##### PROVIDED RECORDS #####

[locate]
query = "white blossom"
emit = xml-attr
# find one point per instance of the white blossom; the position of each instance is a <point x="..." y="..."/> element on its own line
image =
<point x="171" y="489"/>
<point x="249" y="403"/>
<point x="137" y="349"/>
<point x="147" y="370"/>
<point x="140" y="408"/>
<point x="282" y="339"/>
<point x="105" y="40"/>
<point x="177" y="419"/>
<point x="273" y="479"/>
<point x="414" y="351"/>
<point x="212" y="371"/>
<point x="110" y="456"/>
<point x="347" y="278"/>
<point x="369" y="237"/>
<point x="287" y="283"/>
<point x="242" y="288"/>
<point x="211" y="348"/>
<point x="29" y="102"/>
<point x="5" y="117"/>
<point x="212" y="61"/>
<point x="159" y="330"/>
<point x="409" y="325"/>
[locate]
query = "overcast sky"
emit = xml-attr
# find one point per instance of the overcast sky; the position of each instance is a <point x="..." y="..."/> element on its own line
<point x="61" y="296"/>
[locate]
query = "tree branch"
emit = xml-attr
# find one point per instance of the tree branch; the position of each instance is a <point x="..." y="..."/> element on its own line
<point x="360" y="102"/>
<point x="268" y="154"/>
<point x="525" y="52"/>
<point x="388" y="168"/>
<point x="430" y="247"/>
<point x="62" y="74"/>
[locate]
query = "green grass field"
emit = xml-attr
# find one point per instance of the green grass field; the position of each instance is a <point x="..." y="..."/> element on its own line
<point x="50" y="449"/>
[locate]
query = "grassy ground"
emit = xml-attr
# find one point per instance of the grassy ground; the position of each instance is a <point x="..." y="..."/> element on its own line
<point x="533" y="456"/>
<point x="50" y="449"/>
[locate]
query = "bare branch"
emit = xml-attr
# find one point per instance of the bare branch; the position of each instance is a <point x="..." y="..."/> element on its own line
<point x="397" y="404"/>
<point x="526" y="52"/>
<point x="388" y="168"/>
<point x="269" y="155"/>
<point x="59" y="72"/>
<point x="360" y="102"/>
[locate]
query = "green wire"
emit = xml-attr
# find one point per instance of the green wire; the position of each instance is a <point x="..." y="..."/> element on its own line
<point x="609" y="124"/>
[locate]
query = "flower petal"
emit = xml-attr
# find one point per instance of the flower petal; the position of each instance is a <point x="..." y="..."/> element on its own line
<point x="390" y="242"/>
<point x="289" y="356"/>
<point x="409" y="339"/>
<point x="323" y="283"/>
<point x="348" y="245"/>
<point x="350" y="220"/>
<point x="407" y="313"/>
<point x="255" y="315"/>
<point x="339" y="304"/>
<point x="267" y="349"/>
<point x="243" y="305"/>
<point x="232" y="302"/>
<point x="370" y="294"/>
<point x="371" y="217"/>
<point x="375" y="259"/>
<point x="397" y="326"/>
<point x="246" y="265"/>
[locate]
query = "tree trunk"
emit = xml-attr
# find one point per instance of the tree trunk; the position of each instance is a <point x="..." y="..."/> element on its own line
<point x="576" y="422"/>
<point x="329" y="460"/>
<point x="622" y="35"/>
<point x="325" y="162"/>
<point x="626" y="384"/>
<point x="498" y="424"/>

#####

* PROBLEM DESCRIPTION:
From the data above, extract every line in its exact form.

* RESPONSE BELOW:
[locate]
query = "white blossom"
emit = xml-attr
# find one point per instance of the white blossom; the position of each instance is a <point x="..." y="..."/> element on its own line
image =
<point x="171" y="489"/>
<point x="249" y="403"/>
<point x="137" y="349"/>
<point x="147" y="370"/>
<point x="140" y="408"/>
<point x="282" y="339"/>
<point x="105" y="40"/>
<point x="177" y="419"/>
<point x="273" y="479"/>
<point x="414" y="351"/>
<point x="212" y="371"/>
<point x="110" y="456"/>
<point x="347" y="278"/>
<point x="369" y="237"/>
<point x="287" y="283"/>
<point x="242" y="288"/>
<point x="211" y="348"/>
<point x="29" y="102"/>
<point x="5" y="117"/>
<point x="212" y="61"/>
<point x="159" y="330"/>
<point x="409" y="325"/>
[locate]
query = "overcast sky"
emit = xml-attr
# find one point per instance of the overcast sky; the position of each instance is a <point x="..." y="..."/> element on its own line
<point x="61" y="296"/>
[locate]
query = "tree branch"
emit = xml-attr
# find one point per instance of the tree branch; the position of each instance is a <point x="..." y="..."/> element on its own line
<point x="360" y="102"/>
<point x="268" y="154"/>
<point x="525" y="52"/>
<point x="388" y="168"/>
<point x="430" y="247"/>
<point x="62" y="74"/>
[locate]
query = "green grass field"
emit = xml-attr
# find one point per instance of the green grass field; the position of each instance is a <point x="..." y="..."/> element on its own line
<point x="50" y="449"/>
[locate]
query = "grassy ground"
emit = xml-attr
# find one point per instance of the grassy ground; the position of each instance is a <point x="..." y="..."/> element on its own line
<point x="533" y="456"/>
<point x="50" y="449"/>
[locate]
query = "bare branch"
emit = xml-attr
# find one point per instance of the bare branch; the position of each instance is a <point x="..." y="..."/> element on its own line
<point x="397" y="404"/>
<point x="526" y="52"/>
<point x="388" y="168"/>
<point x="269" y="155"/>
<point x="59" y="72"/>
<point x="360" y="102"/>
[locate]
query = "green wire"
emit = xml-attr
# find one point per instance of the green wire; the position of each instance is a <point x="..." y="..."/> element on its own line
<point x="609" y="124"/>
[locate]
query = "flower petal"
emit = xml-attr
# find one point per instance of the flower petal; the position of each instance is a <point x="..." y="..."/> element on its own line
<point x="390" y="242"/>
<point x="289" y="356"/>
<point x="409" y="339"/>
<point x="323" y="283"/>
<point x="348" y="245"/>
<point x="350" y="220"/>
<point x="407" y="313"/>
<point x="255" y="315"/>
<point x="339" y="304"/>
<point x="267" y="349"/>
<point x="243" y="305"/>
<point x="232" y="302"/>
<point x="370" y="294"/>
<point x="371" y="217"/>
<point x="375" y="259"/>
<point x="397" y="326"/>
<point x="246" y="265"/>
[locate]
query = "tree trunk"
emit = xml-attr
# find one point per instance of the tree trunk; the position of each instance is a <point x="..." y="..."/> element on its own line
<point x="576" y="422"/>
<point x="329" y="460"/>
<point x="622" y="35"/>
<point x="325" y="162"/>
<point x="626" y="384"/>
<point x="498" y="424"/>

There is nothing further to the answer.